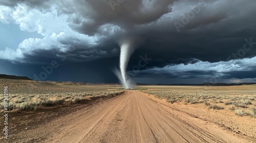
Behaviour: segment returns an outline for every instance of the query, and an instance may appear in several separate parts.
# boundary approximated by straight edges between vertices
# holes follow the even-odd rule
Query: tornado
[[[116,75],[125,89],[134,88],[135,83],[127,74],[126,69],[131,56],[134,52],[134,45],[132,39],[125,39],[119,42],[120,46],[120,70],[115,71]]]

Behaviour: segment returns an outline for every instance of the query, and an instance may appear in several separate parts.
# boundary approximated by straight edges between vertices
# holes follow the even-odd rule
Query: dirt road
[[[43,142],[244,142],[217,126],[173,111],[138,91],[18,133]],[[44,138],[40,136],[44,135]],[[41,140],[41,141],[40,141]]]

_____

• SHORT EXERCISE: Turn the entries above into a two-column CSV with the headers text and answer. Put each entry on its own row, with its text and its answer each in one quoted field, replace line breaks with spaces, and leave out the pictures.

• RESPONSE:
text,answer
"Behaviour: segment returns an outline for every instance of the query, and an instance may appear in several separate parts. # boundary approximated by straight edges between vertices # holes follow the even-odd rule Query: tornado","[[[116,75],[125,89],[134,88],[135,83],[127,74],[126,69],[131,56],[134,52],[134,45],[132,39],[125,39],[119,42],[120,46],[120,70],[115,71]]]"
"Behaviour: segment returns an outline for every instance of the query, and an instance may appear in several separate parts. # boundary approximated by straight edges between vertices # holes follow the even-odd rule Query: dirt road","[[[43,142],[244,142],[217,126],[173,111],[138,91],[18,133]],[[44,138],[40,136],[44,135]],[[41,140],[41,141],[40,141]]]"